An administrative court is a type of court specialising in administrative law, mainly disputes concerning the exercise of public power.
Their role is to ascertain that official acts are consistent with the law.
Mr Ket said there would be provincial/capital-level administrative courts up until the supreme court level but would not be extended down to the district-level.
A series of meetings have been held to discuss the draft National Assembly (NA) Standing Committee’s Resolution on Administrative Case Procedure.
Last week, the People’s Supreme Court and Institute for Legal Support and Technical Assistance (ILSTA) met in Vientiane Province, bringing together some 30 senior legal experts from all relevant sectors to finalise the draft resolution before being submitted for debate during the next session of the NA.
Work on the resolution has involved several previous consultations as well as study tours to Vietnam, Thailand and France.
During the workshop funded by the Luxembourg Ministry of Finance, participants learned of European experiences and perspectives on administrative procedure cases and administrative law, as well as looking at the experience from neighbouring countries.

------------------------------------

Extend the passage on administrative courts and the draft resolution on administrative case procedure, picking up directly after its final sentence.

------------------------------------

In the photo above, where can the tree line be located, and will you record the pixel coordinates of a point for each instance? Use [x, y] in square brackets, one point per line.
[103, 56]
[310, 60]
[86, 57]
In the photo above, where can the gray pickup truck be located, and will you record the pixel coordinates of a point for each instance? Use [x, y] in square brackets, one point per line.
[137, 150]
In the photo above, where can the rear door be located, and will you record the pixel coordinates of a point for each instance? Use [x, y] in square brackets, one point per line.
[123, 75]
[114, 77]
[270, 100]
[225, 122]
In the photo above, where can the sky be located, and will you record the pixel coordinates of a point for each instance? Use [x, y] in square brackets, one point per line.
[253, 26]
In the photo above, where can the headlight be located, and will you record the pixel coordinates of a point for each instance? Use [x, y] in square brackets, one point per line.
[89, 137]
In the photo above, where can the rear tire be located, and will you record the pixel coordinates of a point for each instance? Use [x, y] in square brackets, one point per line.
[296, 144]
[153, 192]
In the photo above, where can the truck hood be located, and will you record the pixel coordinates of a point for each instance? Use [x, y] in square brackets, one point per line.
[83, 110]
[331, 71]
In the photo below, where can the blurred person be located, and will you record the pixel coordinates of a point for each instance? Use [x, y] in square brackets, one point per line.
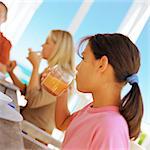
[40, 109]
[5, 44]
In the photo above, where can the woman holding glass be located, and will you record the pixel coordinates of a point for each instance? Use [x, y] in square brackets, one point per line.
[58, 49]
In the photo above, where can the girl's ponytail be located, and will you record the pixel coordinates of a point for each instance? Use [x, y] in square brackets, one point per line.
[132, 109]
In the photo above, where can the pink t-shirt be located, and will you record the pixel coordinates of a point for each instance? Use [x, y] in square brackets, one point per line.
[97, 129]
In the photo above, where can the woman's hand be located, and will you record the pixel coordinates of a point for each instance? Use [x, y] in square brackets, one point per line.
[34, 58]
[11, 66]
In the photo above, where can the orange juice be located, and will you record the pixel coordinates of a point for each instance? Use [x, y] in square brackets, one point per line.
[54, 85]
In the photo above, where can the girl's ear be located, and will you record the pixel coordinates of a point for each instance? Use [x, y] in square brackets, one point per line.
[103, 63]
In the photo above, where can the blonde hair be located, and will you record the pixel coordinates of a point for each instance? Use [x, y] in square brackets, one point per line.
[63, 53]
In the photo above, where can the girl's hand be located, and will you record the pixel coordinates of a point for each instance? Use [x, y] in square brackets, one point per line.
[34, 58]
[11, 66]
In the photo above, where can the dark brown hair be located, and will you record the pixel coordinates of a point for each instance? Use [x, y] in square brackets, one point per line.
[124, 57]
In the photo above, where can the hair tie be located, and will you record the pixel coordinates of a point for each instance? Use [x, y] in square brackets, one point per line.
[133, 79]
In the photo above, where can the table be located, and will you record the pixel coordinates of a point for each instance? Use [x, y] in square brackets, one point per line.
[10, 132]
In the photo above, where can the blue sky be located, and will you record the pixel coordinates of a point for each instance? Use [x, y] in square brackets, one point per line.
[103, 16]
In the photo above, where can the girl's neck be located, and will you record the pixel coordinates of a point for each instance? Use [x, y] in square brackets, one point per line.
[107, 97]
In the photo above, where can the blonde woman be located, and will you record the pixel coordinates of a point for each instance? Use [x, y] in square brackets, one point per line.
[57, 49]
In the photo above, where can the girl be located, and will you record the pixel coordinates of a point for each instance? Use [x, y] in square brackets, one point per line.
[108, 123]
[40, 108]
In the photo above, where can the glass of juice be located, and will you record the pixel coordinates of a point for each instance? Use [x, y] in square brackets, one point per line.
[57, 80]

------------------------------------

**EXERCISE OUTPUT**
The draft resolution, if adopted, will lead to the establishment of the administrative courts in the future.
The courts will provide a means for addressing disputes between administrative agencies and the general public; between state organisations themselves; and between administrative agencies and civil servants as well as other non-state organisations.
“The Resolution is a milestone in the development of the legal sector in Laos. This resolution will be a significant tool to protect the rights and interests of all citizens and the State. Our Party’s policy states that all powers belong to the people, by the people and for the interests of the people,” Mr Ket said.
“The 10th Party Congress’ Resolution also determines that Laos is striving to achieve the Rule of Law goals and that Administrative Courts should be established within the People’s Court system.”